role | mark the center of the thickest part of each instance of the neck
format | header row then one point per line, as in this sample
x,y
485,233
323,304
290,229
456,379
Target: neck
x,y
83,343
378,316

::::::

What to do:
Retype all the data, keeping every character the same.

Answer below:
role | mark the center of the thickest part of each instance of the neck
format | header row then one point per line, as in this sample
x,y
485,233
323,304
290,229
456,379
Target: neck
x,y
83,343
378,316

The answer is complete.